[start of Supplied records]

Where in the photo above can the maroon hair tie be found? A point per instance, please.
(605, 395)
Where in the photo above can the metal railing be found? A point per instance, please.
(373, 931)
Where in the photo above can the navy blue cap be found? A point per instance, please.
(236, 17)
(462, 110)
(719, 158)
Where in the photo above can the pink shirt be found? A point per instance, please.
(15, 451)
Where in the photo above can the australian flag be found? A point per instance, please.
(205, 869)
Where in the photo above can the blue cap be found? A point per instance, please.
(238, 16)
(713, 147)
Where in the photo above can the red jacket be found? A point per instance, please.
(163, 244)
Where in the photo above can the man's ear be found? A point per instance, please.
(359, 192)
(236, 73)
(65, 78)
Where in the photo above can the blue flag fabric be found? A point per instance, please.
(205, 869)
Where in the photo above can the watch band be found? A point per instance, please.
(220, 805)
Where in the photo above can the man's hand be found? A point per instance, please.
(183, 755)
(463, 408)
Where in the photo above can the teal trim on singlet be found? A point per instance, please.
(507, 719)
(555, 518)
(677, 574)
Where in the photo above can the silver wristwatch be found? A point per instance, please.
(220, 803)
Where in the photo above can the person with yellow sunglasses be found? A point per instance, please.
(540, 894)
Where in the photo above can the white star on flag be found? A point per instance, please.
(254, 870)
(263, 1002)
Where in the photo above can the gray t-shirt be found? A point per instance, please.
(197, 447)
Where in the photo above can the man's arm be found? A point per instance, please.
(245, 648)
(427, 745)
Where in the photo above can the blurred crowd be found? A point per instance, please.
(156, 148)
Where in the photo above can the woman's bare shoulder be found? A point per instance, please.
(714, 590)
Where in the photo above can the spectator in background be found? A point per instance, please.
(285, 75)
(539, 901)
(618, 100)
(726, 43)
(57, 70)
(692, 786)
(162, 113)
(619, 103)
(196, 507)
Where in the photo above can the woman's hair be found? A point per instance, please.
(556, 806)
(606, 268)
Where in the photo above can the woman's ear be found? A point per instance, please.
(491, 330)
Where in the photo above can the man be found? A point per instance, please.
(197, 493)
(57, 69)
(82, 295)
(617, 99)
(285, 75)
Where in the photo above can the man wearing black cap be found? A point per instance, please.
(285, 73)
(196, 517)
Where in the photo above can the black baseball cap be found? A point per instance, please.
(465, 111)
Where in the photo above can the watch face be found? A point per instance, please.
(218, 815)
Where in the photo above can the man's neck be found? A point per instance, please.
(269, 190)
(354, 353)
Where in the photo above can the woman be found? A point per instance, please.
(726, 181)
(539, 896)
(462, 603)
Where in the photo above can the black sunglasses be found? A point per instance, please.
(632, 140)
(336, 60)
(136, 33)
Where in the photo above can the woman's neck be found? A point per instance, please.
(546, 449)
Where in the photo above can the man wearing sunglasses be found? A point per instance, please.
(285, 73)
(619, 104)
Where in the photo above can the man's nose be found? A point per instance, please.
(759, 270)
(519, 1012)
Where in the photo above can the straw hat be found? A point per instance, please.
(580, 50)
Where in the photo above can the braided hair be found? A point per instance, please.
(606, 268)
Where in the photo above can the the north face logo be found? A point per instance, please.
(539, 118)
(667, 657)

[end of Supplied records]
[start of Supplied records]

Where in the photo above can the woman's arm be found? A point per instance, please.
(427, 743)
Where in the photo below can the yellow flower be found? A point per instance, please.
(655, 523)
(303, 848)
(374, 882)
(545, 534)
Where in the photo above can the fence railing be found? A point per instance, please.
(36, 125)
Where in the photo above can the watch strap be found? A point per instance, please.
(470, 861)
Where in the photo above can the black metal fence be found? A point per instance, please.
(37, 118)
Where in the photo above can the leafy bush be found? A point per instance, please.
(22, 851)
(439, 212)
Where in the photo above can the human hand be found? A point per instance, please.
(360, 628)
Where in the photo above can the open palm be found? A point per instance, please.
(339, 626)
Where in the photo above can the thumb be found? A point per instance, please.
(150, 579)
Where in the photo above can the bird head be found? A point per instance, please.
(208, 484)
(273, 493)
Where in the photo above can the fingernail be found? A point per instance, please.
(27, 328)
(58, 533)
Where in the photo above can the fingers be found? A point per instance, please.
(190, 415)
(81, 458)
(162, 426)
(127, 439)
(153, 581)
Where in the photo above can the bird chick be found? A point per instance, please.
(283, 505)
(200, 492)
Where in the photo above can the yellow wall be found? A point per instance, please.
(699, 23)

[end of Supplied records]
[start of Supplied records]

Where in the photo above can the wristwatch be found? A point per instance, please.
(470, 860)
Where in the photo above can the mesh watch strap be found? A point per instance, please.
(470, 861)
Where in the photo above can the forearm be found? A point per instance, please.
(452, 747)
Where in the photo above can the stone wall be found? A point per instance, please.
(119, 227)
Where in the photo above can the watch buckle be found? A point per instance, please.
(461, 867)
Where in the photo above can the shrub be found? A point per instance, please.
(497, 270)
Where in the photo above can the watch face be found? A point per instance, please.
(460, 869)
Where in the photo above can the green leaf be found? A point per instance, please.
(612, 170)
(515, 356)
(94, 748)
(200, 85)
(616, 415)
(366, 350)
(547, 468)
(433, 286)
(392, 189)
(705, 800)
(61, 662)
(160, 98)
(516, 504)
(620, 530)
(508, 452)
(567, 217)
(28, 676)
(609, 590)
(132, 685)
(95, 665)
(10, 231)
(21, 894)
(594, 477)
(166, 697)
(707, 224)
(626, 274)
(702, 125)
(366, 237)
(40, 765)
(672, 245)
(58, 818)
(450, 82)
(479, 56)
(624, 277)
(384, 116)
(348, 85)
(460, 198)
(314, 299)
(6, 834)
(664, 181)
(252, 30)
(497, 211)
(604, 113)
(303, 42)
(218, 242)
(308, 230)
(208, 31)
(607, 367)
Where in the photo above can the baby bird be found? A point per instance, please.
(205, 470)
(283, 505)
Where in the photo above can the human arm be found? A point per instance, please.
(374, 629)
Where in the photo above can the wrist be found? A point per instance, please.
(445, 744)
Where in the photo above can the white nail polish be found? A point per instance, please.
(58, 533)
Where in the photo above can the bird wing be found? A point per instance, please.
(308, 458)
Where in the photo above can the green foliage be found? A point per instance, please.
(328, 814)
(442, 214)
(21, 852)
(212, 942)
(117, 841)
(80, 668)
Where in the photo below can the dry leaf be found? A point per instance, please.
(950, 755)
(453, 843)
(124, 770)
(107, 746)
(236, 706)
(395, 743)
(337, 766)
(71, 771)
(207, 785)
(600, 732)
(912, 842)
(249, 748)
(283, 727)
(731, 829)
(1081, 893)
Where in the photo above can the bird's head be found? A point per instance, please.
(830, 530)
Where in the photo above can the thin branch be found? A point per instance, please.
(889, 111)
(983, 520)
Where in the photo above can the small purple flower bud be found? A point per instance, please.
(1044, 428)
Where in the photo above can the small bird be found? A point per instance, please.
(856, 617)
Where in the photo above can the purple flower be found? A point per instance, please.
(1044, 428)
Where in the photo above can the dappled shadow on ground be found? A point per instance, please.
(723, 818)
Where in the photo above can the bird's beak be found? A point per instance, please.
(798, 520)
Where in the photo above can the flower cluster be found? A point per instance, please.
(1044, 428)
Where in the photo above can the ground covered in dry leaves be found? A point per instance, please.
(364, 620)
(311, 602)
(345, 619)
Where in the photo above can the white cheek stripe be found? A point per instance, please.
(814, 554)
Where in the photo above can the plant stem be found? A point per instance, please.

[end of Supplied records]

What is asked:
Count the lines in the entries above that contain the word "black", and reply with that number alone.

Correct output:
4